▶ _Entries supplied_:
+-------+
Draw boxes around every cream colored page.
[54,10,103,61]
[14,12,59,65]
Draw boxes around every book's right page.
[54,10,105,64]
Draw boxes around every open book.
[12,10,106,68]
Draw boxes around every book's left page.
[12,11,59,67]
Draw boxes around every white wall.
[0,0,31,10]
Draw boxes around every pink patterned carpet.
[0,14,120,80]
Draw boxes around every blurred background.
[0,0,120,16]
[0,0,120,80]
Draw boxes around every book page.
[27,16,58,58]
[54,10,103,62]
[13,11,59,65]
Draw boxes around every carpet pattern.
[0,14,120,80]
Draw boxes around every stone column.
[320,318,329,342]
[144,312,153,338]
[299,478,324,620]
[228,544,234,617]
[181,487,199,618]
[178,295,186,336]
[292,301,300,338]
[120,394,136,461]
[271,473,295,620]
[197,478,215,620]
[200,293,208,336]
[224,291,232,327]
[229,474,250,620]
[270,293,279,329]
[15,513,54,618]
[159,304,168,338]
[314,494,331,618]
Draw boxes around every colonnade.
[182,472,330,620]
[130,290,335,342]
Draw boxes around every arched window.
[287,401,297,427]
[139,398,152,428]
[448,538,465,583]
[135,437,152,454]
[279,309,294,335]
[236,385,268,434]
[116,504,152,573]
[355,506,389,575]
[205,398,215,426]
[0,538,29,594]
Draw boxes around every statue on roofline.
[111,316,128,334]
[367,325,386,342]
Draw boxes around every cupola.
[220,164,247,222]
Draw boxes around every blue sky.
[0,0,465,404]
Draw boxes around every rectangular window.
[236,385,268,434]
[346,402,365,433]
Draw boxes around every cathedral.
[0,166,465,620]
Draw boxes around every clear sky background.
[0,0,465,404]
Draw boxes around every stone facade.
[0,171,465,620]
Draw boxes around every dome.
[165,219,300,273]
+-------+
▶ _Short task_: Starting at the beginning of the material and ending at the line that contains "[0,0,31,10]", copy every line, keeping lines without coordinates unchanged. Multiply each bounding-box coordinate by 0.4 and round it to the nearest whole number, rounding halves up.

▶ _Response_:
Draw boxes around every cream colored page.
[22,4,41,24]
[6,5,24,26]
Draw boxes around every book's right page.
[22,4,42,26]
Draw boxes around every open book.
[5,4,42,27]
Draw boxes around every book's left page.
[5,4,24,27]
Draw boxes around every white wall.
[0,0,12,4]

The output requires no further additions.